▶ _The request_:
Quote word for word the lines below, starting at the first line and ending at the line that contains "ring_rule: even-odd", with both of those lines included.

▶ _Listing_:

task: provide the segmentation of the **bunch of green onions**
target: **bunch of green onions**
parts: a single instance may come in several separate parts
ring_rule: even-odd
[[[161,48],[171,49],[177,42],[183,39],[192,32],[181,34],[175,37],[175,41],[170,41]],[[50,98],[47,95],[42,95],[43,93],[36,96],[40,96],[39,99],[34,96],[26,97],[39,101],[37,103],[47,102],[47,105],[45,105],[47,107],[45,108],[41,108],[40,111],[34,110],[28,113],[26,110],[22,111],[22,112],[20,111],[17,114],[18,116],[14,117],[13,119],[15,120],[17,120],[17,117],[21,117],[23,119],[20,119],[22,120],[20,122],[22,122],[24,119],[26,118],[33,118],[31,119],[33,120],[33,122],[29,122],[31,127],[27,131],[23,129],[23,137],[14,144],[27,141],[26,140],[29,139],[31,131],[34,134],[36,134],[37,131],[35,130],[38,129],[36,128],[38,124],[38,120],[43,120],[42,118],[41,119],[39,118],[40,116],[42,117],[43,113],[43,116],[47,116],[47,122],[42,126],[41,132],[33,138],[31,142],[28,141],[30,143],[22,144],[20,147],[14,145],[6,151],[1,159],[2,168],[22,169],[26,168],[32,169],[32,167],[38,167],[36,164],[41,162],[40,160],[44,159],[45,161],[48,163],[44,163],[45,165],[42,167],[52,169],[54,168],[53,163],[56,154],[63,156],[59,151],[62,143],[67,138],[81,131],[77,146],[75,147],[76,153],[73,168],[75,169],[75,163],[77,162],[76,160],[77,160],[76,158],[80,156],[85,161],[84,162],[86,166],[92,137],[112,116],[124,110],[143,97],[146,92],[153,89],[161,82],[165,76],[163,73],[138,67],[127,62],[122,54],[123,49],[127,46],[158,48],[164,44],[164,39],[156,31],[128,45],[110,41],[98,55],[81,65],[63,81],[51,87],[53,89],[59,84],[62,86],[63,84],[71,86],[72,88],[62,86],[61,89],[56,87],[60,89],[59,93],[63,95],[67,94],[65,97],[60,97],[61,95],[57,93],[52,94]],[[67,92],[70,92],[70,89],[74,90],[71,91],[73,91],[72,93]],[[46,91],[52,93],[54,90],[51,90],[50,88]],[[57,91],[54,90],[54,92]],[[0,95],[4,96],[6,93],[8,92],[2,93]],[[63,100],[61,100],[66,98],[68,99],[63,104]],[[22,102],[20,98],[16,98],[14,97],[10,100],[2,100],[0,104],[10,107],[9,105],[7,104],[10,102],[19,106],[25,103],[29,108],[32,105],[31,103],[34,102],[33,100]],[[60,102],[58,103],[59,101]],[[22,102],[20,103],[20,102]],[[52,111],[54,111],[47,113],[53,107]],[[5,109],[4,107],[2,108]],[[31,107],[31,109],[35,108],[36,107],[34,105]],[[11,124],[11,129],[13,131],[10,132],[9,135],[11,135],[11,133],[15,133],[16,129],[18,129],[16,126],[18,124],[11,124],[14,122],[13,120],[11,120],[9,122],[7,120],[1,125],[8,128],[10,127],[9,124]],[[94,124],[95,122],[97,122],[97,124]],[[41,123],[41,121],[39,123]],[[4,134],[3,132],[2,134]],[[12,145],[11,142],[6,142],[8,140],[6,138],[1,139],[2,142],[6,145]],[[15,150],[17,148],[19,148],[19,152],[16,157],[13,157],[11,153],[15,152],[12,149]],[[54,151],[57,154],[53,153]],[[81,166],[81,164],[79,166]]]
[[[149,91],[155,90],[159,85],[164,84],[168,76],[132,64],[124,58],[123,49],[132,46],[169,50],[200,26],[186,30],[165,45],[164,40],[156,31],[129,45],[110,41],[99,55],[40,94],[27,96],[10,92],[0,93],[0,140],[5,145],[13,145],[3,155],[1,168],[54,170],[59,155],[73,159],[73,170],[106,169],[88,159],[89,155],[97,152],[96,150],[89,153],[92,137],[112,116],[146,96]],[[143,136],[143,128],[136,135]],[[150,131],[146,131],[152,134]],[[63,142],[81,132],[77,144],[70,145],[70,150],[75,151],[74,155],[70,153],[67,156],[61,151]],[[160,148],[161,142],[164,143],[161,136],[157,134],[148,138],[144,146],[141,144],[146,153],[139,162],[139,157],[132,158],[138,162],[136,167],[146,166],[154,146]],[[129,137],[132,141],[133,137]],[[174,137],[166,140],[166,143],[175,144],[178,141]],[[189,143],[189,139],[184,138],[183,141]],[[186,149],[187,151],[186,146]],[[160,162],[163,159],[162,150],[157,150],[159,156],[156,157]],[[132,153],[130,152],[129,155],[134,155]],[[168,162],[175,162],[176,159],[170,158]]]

▶ _Written solution_:
task: provide the segmentation of the **bunch of green onions**
target: **bunch of green onions**
parts: a single instance may come in several separate parts
ring_rule: even-odd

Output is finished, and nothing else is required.